What you are asked to do
Please carry on the pull request text about connection error recovery, which comes below before the items, starting after its last line.

Improve connection error recovery by nadaverell · Pull Request #1062 · skyhook-io/radar

nadaverell · 2026-06-29T23:54:35Z

Why

Exec-credential providers can fail in ways that look like generic Kubernetes timeouts, especially when AWS SSO or another plugin hangs while refreshing an expired token. This PR makes Radar point operators at the credential problem instead of network/load advice, and lets the disconnected UI recover automatically once credentials are fixed.

What changed

Classifies exec-auth context deadline exceeded failures as authentication problems, including the cluster unreachable: context deadline exceeded wrapper reported by client-go.
Keeps explicit network timeouts, such as cluster unreachable: i/o timeout and read-side i/o timeout, in the timeout bucket so offline clusters are not mislabeled as credential failures.
Adds explicit AWS SSO expired-token strings to the auth classifier.
Sizes the cluster HTTP probe from the parent probe deadline and returns an auth-specific timeout when an exec-auth probe expires.
Retries /api/connection/retry while the UI is disconnected, avoids overlapping automatic/manual retries, and refreshes query data after recovery.
Uses capped backoff for automatic reconnect attempts so an unrecoverable auth/config error does not run a full reconnect every 10 seconds forever.
Clears the automatic-retry spinner even when an SSE connected event arrives before the retry promise settles.
Returns a classified errorType from failed retry responses so manual and automatic retry failures can update stale auth/timeout/network guidance when the server learns a more precise cause.
Preserves the current auth/timeout/network guidance when a retry fails without a classified error, rather than falling back to generic unknown-error copy.
Drives the header status dot and reconnect action from cluster connection state, while keeping a separate Live updates disconnected state for SSE-only drops.

[Entries on finding named things]
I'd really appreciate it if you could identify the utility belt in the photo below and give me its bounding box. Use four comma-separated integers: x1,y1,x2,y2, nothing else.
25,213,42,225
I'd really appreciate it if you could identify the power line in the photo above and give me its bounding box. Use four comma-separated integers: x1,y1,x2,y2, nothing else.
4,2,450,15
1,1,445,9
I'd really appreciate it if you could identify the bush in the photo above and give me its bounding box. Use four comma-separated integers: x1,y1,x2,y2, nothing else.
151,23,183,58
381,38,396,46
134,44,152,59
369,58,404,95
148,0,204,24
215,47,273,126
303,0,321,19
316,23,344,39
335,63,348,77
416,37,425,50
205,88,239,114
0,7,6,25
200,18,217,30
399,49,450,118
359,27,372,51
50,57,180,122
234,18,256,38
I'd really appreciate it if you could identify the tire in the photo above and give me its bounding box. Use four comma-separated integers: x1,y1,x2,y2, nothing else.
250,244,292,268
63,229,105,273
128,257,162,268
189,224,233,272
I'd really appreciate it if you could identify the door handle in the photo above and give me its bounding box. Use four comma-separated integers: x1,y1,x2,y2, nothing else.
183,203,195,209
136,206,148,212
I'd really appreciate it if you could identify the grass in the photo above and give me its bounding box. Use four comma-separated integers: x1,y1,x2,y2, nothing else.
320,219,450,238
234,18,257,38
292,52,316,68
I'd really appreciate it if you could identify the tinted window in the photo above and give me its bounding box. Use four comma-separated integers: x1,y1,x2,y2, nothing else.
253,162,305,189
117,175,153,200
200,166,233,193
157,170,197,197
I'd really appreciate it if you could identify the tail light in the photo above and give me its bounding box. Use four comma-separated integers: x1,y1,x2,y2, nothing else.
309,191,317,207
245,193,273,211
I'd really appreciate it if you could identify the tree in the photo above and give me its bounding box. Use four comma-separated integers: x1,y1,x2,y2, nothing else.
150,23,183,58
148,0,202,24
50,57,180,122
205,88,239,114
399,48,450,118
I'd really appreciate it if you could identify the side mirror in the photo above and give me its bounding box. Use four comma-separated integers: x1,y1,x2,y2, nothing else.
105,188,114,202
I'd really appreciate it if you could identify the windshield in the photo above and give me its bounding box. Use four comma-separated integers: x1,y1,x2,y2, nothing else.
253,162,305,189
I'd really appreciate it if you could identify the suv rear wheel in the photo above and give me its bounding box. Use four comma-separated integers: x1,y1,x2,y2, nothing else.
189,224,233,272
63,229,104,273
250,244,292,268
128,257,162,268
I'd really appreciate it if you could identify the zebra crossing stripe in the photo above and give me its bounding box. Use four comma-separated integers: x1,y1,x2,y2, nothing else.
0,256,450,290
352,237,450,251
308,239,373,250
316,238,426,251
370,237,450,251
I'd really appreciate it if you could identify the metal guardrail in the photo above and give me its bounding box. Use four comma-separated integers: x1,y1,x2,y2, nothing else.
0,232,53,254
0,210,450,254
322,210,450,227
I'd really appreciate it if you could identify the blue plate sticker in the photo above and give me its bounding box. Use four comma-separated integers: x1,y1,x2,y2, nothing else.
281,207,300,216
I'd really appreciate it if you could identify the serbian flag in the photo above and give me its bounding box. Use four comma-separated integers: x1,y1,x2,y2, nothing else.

Answer below
Testing

go test ./internal/k8s -run 'TestClassifyError|TestConnectionProbeHTTPTimeout'
go test ./internal/k8s
make tsc
make test
make build
Live API smoke on kind-radar-gitops-demo: /api/cluster-info, /api/connection, POST /api/connection/retry, /api/resource-counts after cache warmup, and /api/events/stream all returned healthy connected state.

Visual-test skipped: this is connection-state/error-classification behavior, and the meaningful failure UI requires forcing credential expiry. Manual auth-expiry verification is still needed by expiring or invalidating AWS SSO credentials, confirming auth/re-login copy, running aws sso login, and confirming recovery without reload.

Notes

Risk/blast radius: this touches cluster connection classification and disconnected-state retry behavior for all local Radar sessions. The main false-positive risk is labeling a slow exec-auth plugin deadline as auth; explicit i/o timeout, connection-refused, and dial paths remain network/timeout, and the behavior is pinned by unit tests plus a healthy live-cluster smoke. Automatic retry is bounded to the disconnected state, skips overlapping retries, clears its in-flight UI state on completion, updates retry guidance from classified server responses, and backs off to reduce repeated exec-plugin churn while credentials remain broken.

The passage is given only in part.